Repeat the data word for word. Do not include the pictures.
○ ○ ○
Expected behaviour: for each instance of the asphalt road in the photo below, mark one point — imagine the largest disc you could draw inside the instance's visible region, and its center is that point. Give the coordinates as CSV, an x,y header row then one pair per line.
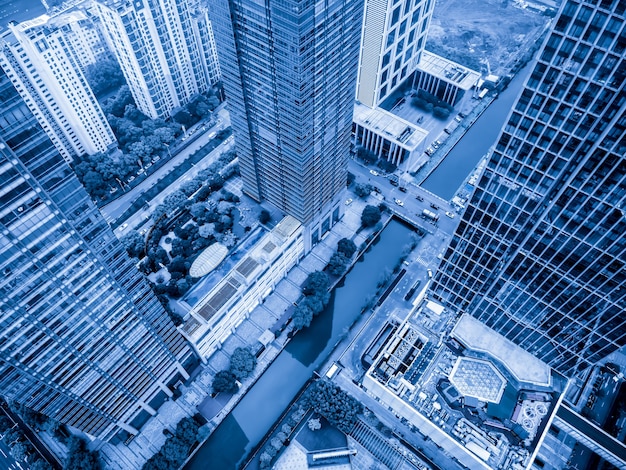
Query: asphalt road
x,y
116,208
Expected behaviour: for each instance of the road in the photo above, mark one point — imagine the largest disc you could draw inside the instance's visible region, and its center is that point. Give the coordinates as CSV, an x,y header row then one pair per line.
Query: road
x,y
116,208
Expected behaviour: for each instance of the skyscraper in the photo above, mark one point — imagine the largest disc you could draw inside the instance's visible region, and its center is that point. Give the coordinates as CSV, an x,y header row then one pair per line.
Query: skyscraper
x,y
39,60
83,339
289,71
394,36
159,51
540,252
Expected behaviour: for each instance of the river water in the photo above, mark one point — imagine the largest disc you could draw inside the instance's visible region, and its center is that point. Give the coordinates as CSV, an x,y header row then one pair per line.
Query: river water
x,y
249,421
445,180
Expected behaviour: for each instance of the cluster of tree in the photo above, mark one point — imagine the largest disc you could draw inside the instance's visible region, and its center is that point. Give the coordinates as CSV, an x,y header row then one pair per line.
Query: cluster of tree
x,y
242,364
104,76
338,407
430,103
280,438
370,216
341,258
177,446
370,158
316,297
79,457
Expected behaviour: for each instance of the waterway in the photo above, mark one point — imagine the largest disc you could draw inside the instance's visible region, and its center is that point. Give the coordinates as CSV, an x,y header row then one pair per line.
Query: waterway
x,y
445,180
253,416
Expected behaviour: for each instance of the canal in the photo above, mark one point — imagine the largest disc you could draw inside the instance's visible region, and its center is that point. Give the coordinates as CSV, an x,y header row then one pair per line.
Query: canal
x,y
446,178
246,425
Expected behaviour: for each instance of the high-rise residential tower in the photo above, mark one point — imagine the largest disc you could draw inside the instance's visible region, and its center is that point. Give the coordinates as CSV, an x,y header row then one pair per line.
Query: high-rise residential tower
x,y
394,36
540,252
83,339
40,61
159,49
289,71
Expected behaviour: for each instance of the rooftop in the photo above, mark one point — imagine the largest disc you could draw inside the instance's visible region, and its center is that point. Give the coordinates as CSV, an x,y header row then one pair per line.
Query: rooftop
x,y
478,378
524,366
448,70
389,126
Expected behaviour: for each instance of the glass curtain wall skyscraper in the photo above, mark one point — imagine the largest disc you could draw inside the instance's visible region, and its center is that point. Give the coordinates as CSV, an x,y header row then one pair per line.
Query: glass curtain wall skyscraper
x,y
83,339
540,252
289,71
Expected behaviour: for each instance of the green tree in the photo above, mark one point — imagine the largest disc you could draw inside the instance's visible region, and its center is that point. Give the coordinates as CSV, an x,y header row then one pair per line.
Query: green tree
x,y
302,316
337,264
370,216
242,363
317,281
134,243
225,381
347,247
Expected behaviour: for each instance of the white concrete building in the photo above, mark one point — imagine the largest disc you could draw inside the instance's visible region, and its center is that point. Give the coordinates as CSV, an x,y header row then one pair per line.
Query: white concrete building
x,y
160,48
42,66
392,42
214,318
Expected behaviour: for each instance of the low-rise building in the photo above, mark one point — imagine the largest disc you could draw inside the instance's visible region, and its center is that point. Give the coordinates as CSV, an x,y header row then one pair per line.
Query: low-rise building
x,y
227,303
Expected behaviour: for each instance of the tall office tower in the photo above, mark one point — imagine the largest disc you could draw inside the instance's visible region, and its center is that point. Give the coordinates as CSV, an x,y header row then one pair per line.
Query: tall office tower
x,y
394,36
540,252
43,68
158,51
82,337
83,34
289,71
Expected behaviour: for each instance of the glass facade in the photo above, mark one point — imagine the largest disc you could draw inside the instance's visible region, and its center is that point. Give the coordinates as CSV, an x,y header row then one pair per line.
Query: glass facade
x,y
289,70
83,339
540,251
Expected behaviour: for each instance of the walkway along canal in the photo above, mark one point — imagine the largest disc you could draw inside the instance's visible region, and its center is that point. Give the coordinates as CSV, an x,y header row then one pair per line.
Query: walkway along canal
x,y
252,417
445,179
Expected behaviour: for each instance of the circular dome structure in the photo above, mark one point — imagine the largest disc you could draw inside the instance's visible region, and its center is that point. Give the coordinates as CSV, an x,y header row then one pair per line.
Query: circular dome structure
x,y
208,260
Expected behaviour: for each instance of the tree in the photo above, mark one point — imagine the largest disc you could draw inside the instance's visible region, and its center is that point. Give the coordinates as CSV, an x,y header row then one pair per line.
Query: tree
x,y
242,363
302,316
370,216
337,264
347,247
339,408
317,281
225,381
20,451
362,190
134,243
264,216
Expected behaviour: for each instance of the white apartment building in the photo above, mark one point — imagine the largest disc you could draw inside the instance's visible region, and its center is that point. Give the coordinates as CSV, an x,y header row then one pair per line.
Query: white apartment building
○ ○ ○
Final answer -
Expected behaviour: for each instance of the asphalt road in the photo below, mark one point — imagine the largest disc you could draw inside the instance's visible region, and its center is that point. Give the coordinates as CSV, an x,y header row then one pair per line.
Query: asphalt road
x,y
116,208
Expected behaviour: for each instance of the road in the photo above, mark one point — imagine the largest disc you could draw inside the instance's visible region, and its center is that point. Give the coordinates as CSV, an x,y header row then one pair per line.
Query: road
x,y
116,208
Expected behaviour: for each instance of the skyscraper in the photo above, mark one point — imagine the largest disc you could draw inside the instance's visible region, and its center is that point. Give the coordinates as CSV, an x,y header row then one pair per line.
Query: skyscraper
x,y
39,60
83,339
289,71
394,36
159,51
540,252
Expected behaviour: for each instance of the river water in the photo above, mark one point — imagine the largest disc you could draw inside the instance's visible region, and its center is that point. Give the coordinates as CSV, an x,y header row then one pair per line.
Query: river water
x,y
249,421
445,180
Expected behaviour: for each instance of the cluster of tree in the photo above, mark one point — imagine the largest disc you could draw inside the instance's visible region, and its center is that point. Give the coordinates as CSV, an x,y header row then one pair per line.
Query: cluster of tree
x,y
242,364
104,76
338,407
430,103
280,438
370,216
341,258
177,446
370,158
316,297
79,457
Expected behaviour: for each instance of the waterway in the photo above, mark one point — imagine the largest disc you could draw inside the instance's visible region, and its center is that point. Give the coordinates as CSV, an x,y header row then one pair per line.
Query: waterway
x,y
445,180
253,416
Expected behaviour: for each instance of the canal in the photo above, mark one point — imagine the largest disc you could draw inside the instance's visible region, and its center is that point. Give the coordinates as CSV, an x,y header row then one pair per line.
Query: canal
x,y
446,178
246,425
Expected behaviour: for each instance of the high-rise residential tower in the photo above, mark one point — imagine the largest disc you could draw inside the instance's visible region, and its center is that point. Give the coordinates as CSV, an x,y header row then one pair per line.
Query: high-rise residential tower
x,y
394,36
540,252
83,339
40,61
159,49
289,71
Expected behaviour: for each instance of the rooftop in the photo above, mark one point — imagine the largest disc you could draw inside the instance's visible region, and its center is that point. Give the coordinates as CSV, an x,y header row then one pair per line.
Query: rooftop
x,y
478,378
524,366
448,70
389,126
Expected behaviour: for each instance of the glass curtain wall skyscraper in the photo above, mark one point — imagine the largest disc you could draw inside the instance's visible region, and its center is that point. Give the coordinates as CSV, an x,y header row then one pair per line.
Query: glass curtain wall skyscraper
x,y
83,339
540,252
289,71
Expected behaviour: for each instance of the green tree in the photo above, mark one point — imagine the largest disc you could draw inside the instance's visible region, and its center is that point. Give the coordinates as CSV, an x,y header row then one pair per line.
Query: green tree
x,y
302,316
337,264
370,216
242,363
317,281
134,243
225,381
347,247
Expected behaviour: for each instance of the white concrete building in the photo above, mark one point — imagine the largest disc you could draw inside the instance's visible region, and its center is that point. Give the coordinates as CSV, an x,y header row then one pair per line.
Query: white concrete building
x,y
160,48
42,66
392,42
214,318
Expected behaviour: for each instance of the low-rise building in the photo above, mark one point — imagine the largest disc you could draw inside the instance's visible region, and its center is that point. Give the coordinates as CSV, an x,y header row then one pair per line.
Query: low-rise building
x,y
227,303
Expected behaviour: for each instance of the tall office tower in the photo above, mark one point — imagine the largest disc you could draw inside the instance's visible region, and its center is that point. Give the coordinates as CSV, an x,y header row then one pair per line.
Query: tall office tower
x,y
394,36
540,252
43,68
158,51
82,337
83,34
289,71
Expected behaviour: for each instance of the glass facade in the photo above, mark one point — imagine the largest disc you could draw inside the instance's visible region, and its center is that point. Give the coordinates as CSV, an x,y header row then one pair per line.
Query: glass facade
x,y
289,70
83,339
540,251
Expected behaviour: for each instance of the walkway along canal in the photo above, mark one point — imagine the largest disc you could draw inside the instance's visible region, and its center is that point. Give the coordinates as CSV, an x,y header row then one pair per line.
Query: walkway along canal
x,y
252,417
445,179
Expected behaviour: for each instance of the circular dome structure in the photo above, mark one point — imagine the largest disc you could draw inside the instance's visible region, and its center is that point. Give the coordinates as CSV, an x,y header row then one pair per line.
Query: circular dome structure
x,y
208,260
Expected behaviour: for each instance of the tree in the photo above, mark one point — imagine the largest disc you could draw inside the instance's visible region, and its center is that point. Give the coordinates as CSV, an x,y header row then one pair per line.
Query: tree
x,y
242,363
302,316
370,216
337,264
347,247
339,408
317,281
225,381
20,451
362,190
134,243
264,216
Expected behaviour: for each instance of the white apartment building in the photo above, mark one point — imagine the largest disc you could draw inside the instance's visible region, and its center is that point. Give the coordinates as CSV, an x,y header row then one pair per line.
Query: white apartment building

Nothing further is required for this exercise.